PAGE EXTRACT -
=== Section Start ===
I have two problems with this quarantine. First it mandates all host trees, including those on commercial, residential, public, and abandoned properties, be sprayed with “agricultural chemicals or pesticides.” This is not consistent with modern integrated pest management. We know a lot more now about how to suppress pest populations with less reliance on pesticides. Secondly, and this is my biggest beef, the quarantine boundary is incomprehensible. Here is the description:
“Beginning at the point of intersection of the North and South Center Line of section 18, Township 6 North, Range 35, E.W.M. and the boundary between the States of Oregon and Washington; thence Southerly along the North and South center lines of sections 18, 19, 30, and 31 in Township 6 North, Range 35, E.W.M. to the quarter corner common to section 31, Township 6 North, Range 35, E.W.M. and section 6 Township 5 North, Range 35, E.W.M. thence Easterly along the line common to sections 31 and 32, Township 6 North, Range 35, E.W.M. and 6 and 5 Township 5 North, Range 35, E.W.M. to the corner common to sections 32 and 33 in Township 6 North, Range 35, E.W.M. and sections 4 and 5 in Township 5 North, Range 35, E.W.M.; thence Southerly along the line between sections 4 and 5 in Township 5 North, Range 35, E.W.M. to the quarter corner between said sections 4 and 5; thence Easterly along the East and West center line of sections 3 and 4 in Township 5 North, Range 35, E.W.M. to the quarter corner between sections 2 and 3, Township 5 North, Range 35, E.W.M.; . . . . . .”
Trust me—this boundary description goes on, and on, and on, and on, and . . .
Maybe that made sense in 1974, but I doubt if there is a person alive in Umatilla County that knows for sure whether they are in or out of the control area! I’d wager that most people aren’t even aware of the law.
=== Section End ===
DATA EXTRACTS -
=== Section Start ===
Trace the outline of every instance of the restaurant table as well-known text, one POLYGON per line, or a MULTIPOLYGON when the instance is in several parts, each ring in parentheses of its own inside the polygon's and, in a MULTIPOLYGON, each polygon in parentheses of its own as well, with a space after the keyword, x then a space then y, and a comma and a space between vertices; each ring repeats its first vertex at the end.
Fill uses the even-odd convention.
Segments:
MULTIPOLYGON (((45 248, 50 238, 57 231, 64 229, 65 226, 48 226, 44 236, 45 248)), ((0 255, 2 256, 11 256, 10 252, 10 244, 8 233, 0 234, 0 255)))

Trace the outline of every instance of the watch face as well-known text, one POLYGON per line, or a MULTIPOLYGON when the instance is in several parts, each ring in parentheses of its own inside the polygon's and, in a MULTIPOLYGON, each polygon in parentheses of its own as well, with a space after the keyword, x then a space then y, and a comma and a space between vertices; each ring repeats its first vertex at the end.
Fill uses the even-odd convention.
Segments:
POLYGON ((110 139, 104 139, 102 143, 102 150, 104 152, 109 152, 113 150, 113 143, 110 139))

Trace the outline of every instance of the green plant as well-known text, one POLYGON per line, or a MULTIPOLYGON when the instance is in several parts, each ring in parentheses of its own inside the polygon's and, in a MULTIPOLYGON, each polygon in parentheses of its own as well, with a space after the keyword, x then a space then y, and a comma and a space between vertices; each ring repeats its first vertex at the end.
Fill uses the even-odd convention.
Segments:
=== Section End ===
Write out the part of the quarantine passage between "Trust me—this boundary" and "of the law.", inclusive. The records have no connection to the quarantine passage.

RESULT OF THIS TASK -
Trust me—this boundary description goes on, and on, and on, and on, and . . .
Maybe that made sense in 1974, but I doubt if there is a person alive in Umatilla County that knows for sure whether they are in or out of the control area! I’d wager that most people aren’t even aware of the law.